Alıştırma koşulları ▸ Cumhuriyet'in 97. yıl dönümüne dair metni, son cümlesinin ardından devam ettirerek yazın.

Metin ▸
_ _ _ _ _ _ _
CUMHURİYET: BAĞIMSIZLIĞIMIZDIR, ÖZGÜRLÜĞÜMÜZDÜR, ONURUMUZDUR!
CUMHURİYET: BAĞIMSIZLIĞIMIZDIR, ÖZGÜRLÜĞÜMÜZDÜR, ONURUMUZDUR!
CUMHURİYET: BAĞIMSIZLIĞIMIZDIR, ÖZGÜRLÜĞÜMÜZDÜR, ONURUMUZDUR!
CUMHURİYET: BAĞIMSIZLIĞIMIZDIR, ÖZGÜRLÜĞÜMÜZDÜR, ONURUMUZDUR!
Aydınlanmanın ve çağdaşlaşmanın simgesi olan Cumhuriyet’in ilanının 97. yıl dönümünü büyük bir coşku içinde kutladığımız bu anlamlı günde tüm yurttaşlarımızı Cumhuriyet’i sonsuza değin yaşatmaya ve Cumhuriyet ‘i demokrasi ve adaletle taçlandırma mücadelemizi birlikte sürdürmeye çağırıyoruz.
Mustafa Kemal Atatürk’ün ilerici ve akılcı düşünce ve mücadelesi sonunda kurulan Cumhuriyet, sadece yönetim biçimi değil ötesinde bir aydınlanma ve çağdaşlaşma tasarımıdır.
_ _ _ _ _ _ _
Verilen satırlar ▸
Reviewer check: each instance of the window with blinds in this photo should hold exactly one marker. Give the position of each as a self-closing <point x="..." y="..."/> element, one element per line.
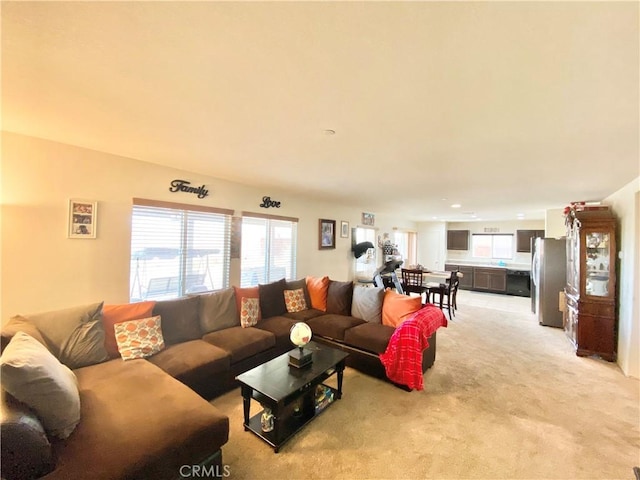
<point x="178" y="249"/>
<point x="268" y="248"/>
_ _ _ _ _ _ _
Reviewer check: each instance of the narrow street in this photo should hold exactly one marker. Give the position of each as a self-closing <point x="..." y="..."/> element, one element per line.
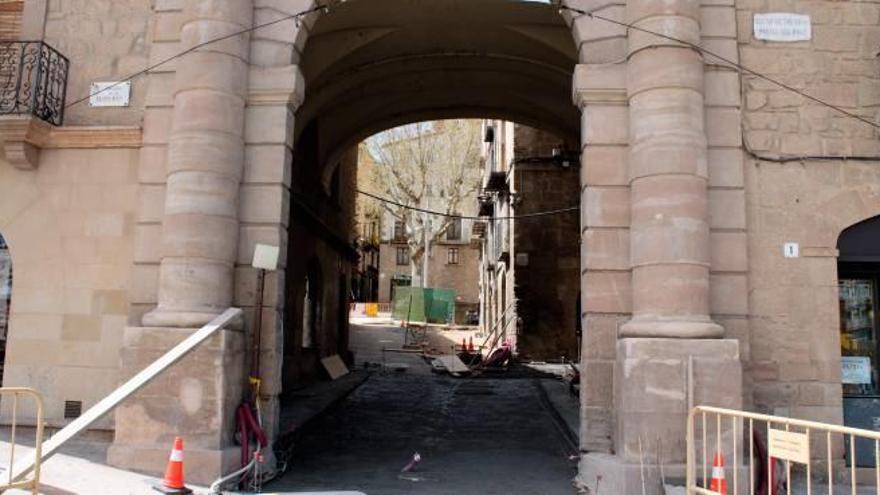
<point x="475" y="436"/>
_ _ _ _ _ _ _
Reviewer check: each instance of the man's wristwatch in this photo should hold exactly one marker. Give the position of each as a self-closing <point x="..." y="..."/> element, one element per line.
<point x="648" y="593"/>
_ _ _ _ _ _ _
Beklenen yanıt ▸
Cumhuriyet‘in ilanı ile; insanlar üzerindeki her türlü dini ve toplumsal baskı kırılmış, aklı, bilimi merkeze alan araştıran, sorgulayan yurttaşlar yetiştirilmesinin önü açılmıştır.
29 Ekim 1923 sabahının Türkiye’sinde mevcut 13 milyon nüfusun 11 milyonu köyde yaşamaktaydı.
40.000 köyden 37.000 tanesinde okul yoktu.
Halkın çok büyük çoğunluğu okuma yazma bilmemekteydi.
Okul yaşı gelmiş her dört çocuktan üçü okula gidemiyordu.
Ülkede toplamda 4894 ilkokul, sadece 72 ortaokul ve 23 lise vardı.
Bütün liselerde sadece 230 kız öğrenci kaydı vardı.
Cumhuriyetin ilanıyla Atatürk’ün hedeflediği “Fikri hür, vicdanı hür, irfanı hür nesiller” olma ile açılan çağdaşlık ve aydınlanma yolu, bu olumsuz tabloyu hızla değiştirmiştir.
Atatürk’ün kurduğu Cumhuriyet durağan, kökleşmiş fikirlerin hüküm sürdüğü bir rejim değildir.
Çağın gereklerine ve demokrasi anlayışına uygun olarak sürekli kendini yenileyen, tazeleyen bir yönetim anlayışıdır.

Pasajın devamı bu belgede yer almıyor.